PROBLEM
Retype the lines below, starting at the line containing "I need to know whether any sandy" and ending after the line containing "[0,5,1568,537]", with both of those lines included.

Rows from a box-labeling dataset
**********

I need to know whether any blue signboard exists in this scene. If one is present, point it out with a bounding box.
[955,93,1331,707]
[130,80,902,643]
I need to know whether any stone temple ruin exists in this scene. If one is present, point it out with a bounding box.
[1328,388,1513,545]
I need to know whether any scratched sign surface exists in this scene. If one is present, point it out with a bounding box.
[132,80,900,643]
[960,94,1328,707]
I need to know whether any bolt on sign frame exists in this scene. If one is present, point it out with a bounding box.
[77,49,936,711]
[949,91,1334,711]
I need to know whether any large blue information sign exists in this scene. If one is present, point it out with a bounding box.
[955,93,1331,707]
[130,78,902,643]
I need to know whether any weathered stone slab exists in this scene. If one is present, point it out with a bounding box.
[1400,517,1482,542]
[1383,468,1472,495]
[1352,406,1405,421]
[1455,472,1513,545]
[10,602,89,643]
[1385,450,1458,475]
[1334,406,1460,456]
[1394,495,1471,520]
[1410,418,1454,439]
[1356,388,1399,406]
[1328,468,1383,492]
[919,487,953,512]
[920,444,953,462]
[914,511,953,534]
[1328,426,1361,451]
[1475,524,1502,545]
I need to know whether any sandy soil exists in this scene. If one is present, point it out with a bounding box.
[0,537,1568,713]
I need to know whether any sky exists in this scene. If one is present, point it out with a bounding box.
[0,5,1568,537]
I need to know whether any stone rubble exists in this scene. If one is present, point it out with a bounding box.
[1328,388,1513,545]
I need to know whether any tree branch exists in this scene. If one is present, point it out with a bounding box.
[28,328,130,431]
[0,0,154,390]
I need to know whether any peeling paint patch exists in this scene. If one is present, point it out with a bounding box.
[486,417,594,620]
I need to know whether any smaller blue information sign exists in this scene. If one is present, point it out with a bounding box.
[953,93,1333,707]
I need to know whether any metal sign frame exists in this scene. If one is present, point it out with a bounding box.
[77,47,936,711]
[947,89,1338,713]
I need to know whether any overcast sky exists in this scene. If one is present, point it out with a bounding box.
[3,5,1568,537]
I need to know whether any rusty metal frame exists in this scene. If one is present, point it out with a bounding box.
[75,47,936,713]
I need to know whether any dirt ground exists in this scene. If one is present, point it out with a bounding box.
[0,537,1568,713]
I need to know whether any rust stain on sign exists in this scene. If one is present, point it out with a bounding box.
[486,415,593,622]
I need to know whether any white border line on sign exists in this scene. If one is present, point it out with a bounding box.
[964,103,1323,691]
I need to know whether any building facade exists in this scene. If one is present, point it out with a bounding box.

**********

EXERCISE OUTPUT
I need to know whether any sandy soil exists in this scene. If one is present, point it out with a bounding box.
[0,537,1568,713]
I need to know whether any sky exists in this scene. If one is present, point it out with a bounding box.
[0,5,1568,537]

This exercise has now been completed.